WHAT IS ASKED: Output the line that contains "sky with a single point, one per instance." and every line after it to the end of the entries, with nothing added or left out.

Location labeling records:
## START

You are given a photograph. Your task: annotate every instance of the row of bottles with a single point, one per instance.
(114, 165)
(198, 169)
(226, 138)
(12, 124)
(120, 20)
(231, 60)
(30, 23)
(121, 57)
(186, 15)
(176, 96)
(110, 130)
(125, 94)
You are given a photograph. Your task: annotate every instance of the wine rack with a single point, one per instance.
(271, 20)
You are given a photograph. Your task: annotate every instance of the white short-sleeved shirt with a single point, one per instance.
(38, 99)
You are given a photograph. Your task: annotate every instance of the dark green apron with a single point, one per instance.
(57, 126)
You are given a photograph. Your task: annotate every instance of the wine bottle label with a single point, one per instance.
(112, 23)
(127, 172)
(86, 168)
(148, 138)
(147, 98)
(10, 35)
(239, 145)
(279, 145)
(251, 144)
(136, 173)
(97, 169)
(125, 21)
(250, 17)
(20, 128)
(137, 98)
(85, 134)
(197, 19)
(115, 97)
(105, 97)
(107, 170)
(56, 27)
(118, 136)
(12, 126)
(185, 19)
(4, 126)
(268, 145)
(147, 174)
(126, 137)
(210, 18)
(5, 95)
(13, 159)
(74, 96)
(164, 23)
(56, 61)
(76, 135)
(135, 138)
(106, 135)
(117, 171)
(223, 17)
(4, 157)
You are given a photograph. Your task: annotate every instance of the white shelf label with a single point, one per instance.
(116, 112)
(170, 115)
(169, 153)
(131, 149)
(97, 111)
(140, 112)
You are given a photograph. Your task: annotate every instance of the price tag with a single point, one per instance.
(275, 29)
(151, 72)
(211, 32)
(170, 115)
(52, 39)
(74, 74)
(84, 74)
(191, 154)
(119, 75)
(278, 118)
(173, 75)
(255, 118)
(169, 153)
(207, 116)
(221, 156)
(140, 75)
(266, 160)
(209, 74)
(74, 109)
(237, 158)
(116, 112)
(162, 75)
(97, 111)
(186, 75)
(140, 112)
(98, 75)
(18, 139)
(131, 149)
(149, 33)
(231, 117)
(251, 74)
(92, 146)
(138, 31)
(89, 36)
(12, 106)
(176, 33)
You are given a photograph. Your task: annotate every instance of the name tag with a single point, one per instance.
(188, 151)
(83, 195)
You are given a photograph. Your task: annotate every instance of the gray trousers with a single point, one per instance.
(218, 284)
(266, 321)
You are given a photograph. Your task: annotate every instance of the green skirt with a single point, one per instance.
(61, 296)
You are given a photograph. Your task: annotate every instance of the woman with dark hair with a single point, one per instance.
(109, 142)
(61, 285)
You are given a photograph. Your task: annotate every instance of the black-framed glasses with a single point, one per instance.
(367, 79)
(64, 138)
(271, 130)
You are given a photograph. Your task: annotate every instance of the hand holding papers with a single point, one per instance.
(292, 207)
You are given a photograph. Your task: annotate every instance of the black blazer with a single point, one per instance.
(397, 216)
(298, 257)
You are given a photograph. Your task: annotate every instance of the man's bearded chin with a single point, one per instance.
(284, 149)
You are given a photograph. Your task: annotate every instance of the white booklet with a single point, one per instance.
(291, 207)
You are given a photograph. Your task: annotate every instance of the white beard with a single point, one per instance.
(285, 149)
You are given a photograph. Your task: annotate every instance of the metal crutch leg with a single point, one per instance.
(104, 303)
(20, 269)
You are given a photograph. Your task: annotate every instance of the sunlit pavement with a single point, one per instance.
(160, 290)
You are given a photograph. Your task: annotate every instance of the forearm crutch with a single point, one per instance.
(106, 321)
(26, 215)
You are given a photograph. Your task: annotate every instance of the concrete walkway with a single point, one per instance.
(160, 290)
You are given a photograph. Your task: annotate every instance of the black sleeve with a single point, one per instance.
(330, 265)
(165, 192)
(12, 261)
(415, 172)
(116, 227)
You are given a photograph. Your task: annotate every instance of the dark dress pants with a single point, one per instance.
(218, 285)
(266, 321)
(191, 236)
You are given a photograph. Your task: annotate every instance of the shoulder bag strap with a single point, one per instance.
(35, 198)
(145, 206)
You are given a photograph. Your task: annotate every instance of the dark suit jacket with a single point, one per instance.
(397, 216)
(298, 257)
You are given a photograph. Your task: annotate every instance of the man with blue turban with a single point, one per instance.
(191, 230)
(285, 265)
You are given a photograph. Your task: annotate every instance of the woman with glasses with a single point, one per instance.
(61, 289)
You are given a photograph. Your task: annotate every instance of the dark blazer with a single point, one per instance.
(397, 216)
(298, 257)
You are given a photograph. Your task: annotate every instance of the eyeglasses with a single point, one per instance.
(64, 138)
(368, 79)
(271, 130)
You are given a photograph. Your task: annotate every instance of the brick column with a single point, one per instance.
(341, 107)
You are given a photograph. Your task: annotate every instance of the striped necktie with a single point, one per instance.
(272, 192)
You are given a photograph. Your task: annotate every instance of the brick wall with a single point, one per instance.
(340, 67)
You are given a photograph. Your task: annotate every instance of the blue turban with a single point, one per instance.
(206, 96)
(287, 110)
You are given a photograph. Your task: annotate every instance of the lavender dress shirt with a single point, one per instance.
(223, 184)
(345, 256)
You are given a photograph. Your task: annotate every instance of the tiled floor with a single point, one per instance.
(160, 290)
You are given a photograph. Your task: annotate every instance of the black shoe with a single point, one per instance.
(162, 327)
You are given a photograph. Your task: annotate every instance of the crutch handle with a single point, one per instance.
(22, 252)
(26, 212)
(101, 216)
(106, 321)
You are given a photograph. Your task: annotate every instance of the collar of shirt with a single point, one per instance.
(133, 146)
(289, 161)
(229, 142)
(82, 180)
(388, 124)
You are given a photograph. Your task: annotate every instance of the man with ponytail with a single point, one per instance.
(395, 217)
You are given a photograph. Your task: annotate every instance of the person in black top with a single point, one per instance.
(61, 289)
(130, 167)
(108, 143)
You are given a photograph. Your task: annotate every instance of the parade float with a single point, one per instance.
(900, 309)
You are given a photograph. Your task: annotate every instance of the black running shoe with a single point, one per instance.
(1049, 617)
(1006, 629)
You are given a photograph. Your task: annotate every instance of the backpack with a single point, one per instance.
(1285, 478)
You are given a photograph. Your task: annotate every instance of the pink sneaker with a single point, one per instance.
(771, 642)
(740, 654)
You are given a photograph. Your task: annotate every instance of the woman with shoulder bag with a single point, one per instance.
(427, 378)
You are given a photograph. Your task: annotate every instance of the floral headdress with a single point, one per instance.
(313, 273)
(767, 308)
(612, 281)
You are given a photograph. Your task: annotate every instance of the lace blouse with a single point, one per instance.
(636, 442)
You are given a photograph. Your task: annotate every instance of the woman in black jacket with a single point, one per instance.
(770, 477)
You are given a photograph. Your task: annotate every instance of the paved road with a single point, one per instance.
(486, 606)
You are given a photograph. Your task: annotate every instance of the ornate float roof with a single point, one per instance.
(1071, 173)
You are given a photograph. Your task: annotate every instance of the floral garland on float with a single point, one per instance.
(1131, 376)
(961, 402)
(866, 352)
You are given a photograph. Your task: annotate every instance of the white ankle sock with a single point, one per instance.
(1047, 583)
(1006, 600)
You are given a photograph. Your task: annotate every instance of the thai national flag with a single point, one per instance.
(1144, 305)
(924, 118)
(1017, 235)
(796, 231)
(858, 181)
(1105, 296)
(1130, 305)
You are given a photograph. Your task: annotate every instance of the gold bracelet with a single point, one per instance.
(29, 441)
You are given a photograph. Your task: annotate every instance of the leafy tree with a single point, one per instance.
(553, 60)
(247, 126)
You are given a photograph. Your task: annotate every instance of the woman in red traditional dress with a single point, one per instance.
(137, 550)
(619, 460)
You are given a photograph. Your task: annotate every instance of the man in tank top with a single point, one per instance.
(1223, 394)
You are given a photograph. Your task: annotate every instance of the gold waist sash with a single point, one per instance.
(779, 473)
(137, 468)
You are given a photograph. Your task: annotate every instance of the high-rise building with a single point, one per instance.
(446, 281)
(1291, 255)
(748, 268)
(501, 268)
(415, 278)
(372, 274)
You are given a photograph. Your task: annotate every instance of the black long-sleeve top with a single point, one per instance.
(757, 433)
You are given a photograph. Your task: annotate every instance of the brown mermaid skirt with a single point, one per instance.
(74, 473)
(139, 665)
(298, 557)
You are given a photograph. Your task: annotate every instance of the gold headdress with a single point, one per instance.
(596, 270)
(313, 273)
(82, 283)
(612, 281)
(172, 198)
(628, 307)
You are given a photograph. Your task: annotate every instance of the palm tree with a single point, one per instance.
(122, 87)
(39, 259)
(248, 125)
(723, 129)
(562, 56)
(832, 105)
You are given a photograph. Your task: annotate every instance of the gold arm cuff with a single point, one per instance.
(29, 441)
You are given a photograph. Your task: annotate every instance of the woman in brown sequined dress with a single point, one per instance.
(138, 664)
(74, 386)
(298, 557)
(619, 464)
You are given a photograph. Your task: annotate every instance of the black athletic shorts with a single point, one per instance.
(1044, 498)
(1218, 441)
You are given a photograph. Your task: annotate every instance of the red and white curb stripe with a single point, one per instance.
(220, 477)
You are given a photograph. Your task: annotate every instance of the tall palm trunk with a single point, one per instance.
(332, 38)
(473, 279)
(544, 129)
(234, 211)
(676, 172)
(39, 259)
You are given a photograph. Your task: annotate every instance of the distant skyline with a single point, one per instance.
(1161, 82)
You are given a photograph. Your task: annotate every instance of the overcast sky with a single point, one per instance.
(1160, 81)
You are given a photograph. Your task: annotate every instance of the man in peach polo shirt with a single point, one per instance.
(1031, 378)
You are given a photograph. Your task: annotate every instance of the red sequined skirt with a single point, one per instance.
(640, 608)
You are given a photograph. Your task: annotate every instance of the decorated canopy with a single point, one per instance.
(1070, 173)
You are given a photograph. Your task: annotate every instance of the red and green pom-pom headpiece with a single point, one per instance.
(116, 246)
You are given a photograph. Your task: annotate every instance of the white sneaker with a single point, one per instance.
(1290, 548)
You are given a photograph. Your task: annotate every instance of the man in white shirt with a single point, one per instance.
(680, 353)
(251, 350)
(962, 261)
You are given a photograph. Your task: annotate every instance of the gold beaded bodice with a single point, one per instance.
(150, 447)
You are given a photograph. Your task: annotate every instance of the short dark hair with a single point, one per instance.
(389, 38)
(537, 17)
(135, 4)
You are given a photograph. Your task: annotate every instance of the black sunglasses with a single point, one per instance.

## END

FULL ANSWER:
You are given a photograph. Your task: annotate every instance of the overcast sky with a single point, one per instance.
(1160, 81)
You are given a photograph. Your task: annotate every instance of the man in peach polo shirt with a single point, one per instance.
(1031, 378)
You are given a photograph. Your task: annotate every instance of the red sequined skirt with a single point, one per instance.
(640, 608)
You are given a photograph. Your task: annotate every instance of the decorated canopy with a single point, one per instance.
(1070, 173)
You are given a photograph. Your task: annotate every instance of the red and green pom-pom headpiece with a single point, one per instance.
(116, 246)
You are given a photograph. Your task: annotate every instance of the white sneaker with a single point, one per instance.
(1290, 548)
You are given a photograph. Your task: annotate every instance of the man in white shirt with a single point, one per instance.
(680, 353)
(251, 350)
(962, 261)
You are given a photograph. Your task: annotate every instance of the gold beaded bodice with a single point, one per instance.
(150, 447)
You are given a photograph. Your task: annotate every instance of the short dark hair with a single point, one per instance.
(389, 38)
(537, 17)
(135, 4)
You are given a photograph. Your task: annotate every instance of the black sunglasses with a single point, one per instance.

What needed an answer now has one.